__WORK TO DO__: Extract each line in the records below that contains the string "truck", and copy every matching line in full.
***** GIVEN RECORDS
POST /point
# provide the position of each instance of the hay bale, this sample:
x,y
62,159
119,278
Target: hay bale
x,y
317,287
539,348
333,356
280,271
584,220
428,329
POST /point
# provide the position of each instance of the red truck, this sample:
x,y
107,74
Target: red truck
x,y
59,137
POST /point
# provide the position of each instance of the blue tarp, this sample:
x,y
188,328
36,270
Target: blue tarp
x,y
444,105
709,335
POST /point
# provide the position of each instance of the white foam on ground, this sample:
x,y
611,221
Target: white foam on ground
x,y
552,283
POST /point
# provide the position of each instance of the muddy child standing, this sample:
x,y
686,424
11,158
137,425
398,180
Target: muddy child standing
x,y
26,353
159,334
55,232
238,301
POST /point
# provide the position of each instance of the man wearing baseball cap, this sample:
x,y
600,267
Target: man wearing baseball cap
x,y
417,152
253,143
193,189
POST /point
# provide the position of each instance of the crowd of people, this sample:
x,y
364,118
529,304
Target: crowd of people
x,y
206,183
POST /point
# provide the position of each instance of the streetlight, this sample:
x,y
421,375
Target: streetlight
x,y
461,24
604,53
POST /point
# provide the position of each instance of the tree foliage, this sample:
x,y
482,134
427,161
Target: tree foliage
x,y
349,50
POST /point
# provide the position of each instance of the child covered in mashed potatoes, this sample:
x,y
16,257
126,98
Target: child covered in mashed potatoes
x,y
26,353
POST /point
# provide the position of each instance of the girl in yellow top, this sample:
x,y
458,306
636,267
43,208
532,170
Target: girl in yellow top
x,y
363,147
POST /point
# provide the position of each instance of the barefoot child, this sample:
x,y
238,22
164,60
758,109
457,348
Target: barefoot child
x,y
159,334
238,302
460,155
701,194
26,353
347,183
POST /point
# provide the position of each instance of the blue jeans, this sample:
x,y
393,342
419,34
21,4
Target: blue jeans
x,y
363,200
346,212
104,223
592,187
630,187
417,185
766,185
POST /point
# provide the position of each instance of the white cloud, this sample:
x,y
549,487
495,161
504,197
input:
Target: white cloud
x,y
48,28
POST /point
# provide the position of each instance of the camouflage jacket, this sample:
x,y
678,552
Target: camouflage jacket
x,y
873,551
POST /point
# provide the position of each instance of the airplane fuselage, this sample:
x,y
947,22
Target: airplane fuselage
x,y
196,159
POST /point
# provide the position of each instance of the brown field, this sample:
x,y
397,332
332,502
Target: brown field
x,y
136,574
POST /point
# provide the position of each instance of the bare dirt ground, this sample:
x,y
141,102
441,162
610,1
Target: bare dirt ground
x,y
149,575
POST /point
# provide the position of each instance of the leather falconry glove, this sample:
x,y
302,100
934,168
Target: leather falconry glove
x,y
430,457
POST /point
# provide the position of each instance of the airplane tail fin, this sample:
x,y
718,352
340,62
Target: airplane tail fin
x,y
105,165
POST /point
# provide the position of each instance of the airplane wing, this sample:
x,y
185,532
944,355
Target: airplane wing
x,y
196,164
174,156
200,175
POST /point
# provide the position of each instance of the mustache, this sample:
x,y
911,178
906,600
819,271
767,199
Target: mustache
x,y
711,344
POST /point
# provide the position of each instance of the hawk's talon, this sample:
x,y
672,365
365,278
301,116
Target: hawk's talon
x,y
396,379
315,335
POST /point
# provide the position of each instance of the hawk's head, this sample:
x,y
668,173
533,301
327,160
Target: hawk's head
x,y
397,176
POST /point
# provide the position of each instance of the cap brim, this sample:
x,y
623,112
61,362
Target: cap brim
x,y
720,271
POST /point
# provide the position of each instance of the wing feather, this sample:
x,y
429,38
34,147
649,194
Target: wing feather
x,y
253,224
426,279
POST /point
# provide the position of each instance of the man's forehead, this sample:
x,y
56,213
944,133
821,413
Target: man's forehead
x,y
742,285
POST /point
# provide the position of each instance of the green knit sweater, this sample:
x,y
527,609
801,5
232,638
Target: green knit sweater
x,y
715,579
**********
__WRITTEN RESPONSE__:
# provide the position of each instance of the red truck, this sample:
Target: red truck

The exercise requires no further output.